[Referring expression pointing data]
• • • • •

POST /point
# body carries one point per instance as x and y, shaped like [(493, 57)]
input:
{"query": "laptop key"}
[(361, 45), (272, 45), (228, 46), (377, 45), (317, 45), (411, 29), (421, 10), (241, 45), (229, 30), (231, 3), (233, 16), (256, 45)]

• • • • •

Work instruction —
Reproduce the data in full, exactly.

Response area —
POST /point
# body carries one point per instance as x and y, shaped like [(493, 57)]
input:
{"query": "laptop key"}
[(361, 45), (272, 45), (228, 46), (377, 45), (317, 45), (411, 29), (421, 10), (241, 45), (229, 30), (231, 3), (233, 16), (256, 45)]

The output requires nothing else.